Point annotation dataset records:
══════════════════════════════

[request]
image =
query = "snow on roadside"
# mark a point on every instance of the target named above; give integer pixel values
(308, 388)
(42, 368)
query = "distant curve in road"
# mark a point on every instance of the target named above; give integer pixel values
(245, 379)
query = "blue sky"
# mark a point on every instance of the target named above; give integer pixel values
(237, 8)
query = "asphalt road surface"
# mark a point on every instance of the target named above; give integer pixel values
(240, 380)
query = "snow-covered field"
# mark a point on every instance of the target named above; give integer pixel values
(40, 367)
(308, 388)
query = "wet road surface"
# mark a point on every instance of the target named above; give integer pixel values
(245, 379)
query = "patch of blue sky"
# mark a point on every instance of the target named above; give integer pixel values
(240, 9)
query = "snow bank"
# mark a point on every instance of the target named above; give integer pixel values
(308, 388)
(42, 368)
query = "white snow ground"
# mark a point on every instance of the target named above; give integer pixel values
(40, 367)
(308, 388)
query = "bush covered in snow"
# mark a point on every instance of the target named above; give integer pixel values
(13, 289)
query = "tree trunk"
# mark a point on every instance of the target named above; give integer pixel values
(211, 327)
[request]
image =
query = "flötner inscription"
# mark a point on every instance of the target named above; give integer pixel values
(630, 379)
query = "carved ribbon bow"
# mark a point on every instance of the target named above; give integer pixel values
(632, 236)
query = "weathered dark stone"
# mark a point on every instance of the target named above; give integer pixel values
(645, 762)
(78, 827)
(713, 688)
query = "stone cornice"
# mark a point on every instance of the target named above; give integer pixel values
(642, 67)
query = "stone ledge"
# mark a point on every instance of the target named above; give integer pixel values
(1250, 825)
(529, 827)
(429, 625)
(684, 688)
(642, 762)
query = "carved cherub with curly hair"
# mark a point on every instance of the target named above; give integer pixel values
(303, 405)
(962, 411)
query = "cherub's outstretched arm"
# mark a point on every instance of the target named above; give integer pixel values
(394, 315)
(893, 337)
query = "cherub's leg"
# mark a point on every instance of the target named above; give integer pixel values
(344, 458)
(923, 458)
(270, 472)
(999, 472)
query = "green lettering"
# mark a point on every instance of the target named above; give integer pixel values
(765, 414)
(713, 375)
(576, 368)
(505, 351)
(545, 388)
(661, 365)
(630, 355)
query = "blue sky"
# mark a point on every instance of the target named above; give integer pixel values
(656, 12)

══════════════════════════════

> What is being asked:
Rewrite every item above, substituting "clear sky" for each occurrence of "blue sky" and leaving all other text unchanged.

> Solution to this task:
[request]
image =
query = "snow on roadside"
# mark a point on every instance of the target named above; give integer pixel values
(308, 388)
(42, 368)
query = "distant curve in road"
# mark a point on every instance of the target named above; give integer pixel values
(245, 379)
query = "clear sky"
# mark a point on every instance of the target named above; give integer pixel values
(237, 8)
query = "asphalt road surface"
# mark a point on every instance of the target named above; give integer pixel values
(240, 380)
query = "snow-covered field"
# mark a point on every instance of the target named above; give integer pixel values
(40, 367)
(308, 388)
query = "wet road surface"
# mark a point on every instance of the target named above; give integer pixel values
(245, 379)
query = "patch of clear sky"
# mark a point on every instance of the target named above; give integer pixel values
(240, 9)
query = "snow bank"
# mark a point on every instance of the target named above; give integer pixel values
(308, 388)
(42, 368)
query = "white snow ground"
# mark a point on every instance of the target named above; give integer pixel values
(40, 367)
(308, 388)
query = "bush covered in snow"
# mark a point on every instance of the target named above; give integer pixel values
(13, 289)
query = "tree trunk"
# mark a point on every instance of the target named above; give integer pixel values
(211, 327)
[request]
image =
query = "flötner inscription"
# mark a point on every instance of the target named above; give integer pixel values
(630, 379)
query = "carved ribbon bow"
# mark a point on every instance of the target named above; give integer pixel values
(632, 236)
query = "weathered dark stone"
# mark a point on every instance of the target named above; give integer pixel values
(645, 762)
(78, 827)
(713, 688)
query = "stone cornice"
# mark a point on every instance of the target named above; give integer pixel values
(642, 67)
query = "stone ledge"
# mark a point on every instance of the target named above; give integer pixel values
(1250, 825)
(529, 827)
(429, 625)
(684, 688)
(642, 762)
query = "carved cherub with curly hair"
# mark a point on every instance of the target named above; give integer pixel values
(303, 405)
(962, 411)
query = "cherub's outstretched arm"
# mark a point on every instance of the target named above; give integer pixel values
(394, 315)
(893, 337)
query = "cherub's leg"
# mark a point on every instance of the target named above; give integer pixel values
(344, 458)
(923, 458)
(270, 472)
(999, 472)
query = "green lettering"
# mark a point on every instance of the target named above; give integer pixel values
(765, 414)
(713, 375)
(576, 368)
(505, 351)
(545, 388)
(661, 365)
(630, 355)
query = "clear sky"
# mark a point on every instance of the target named above; give integer pixel values
(656, 12)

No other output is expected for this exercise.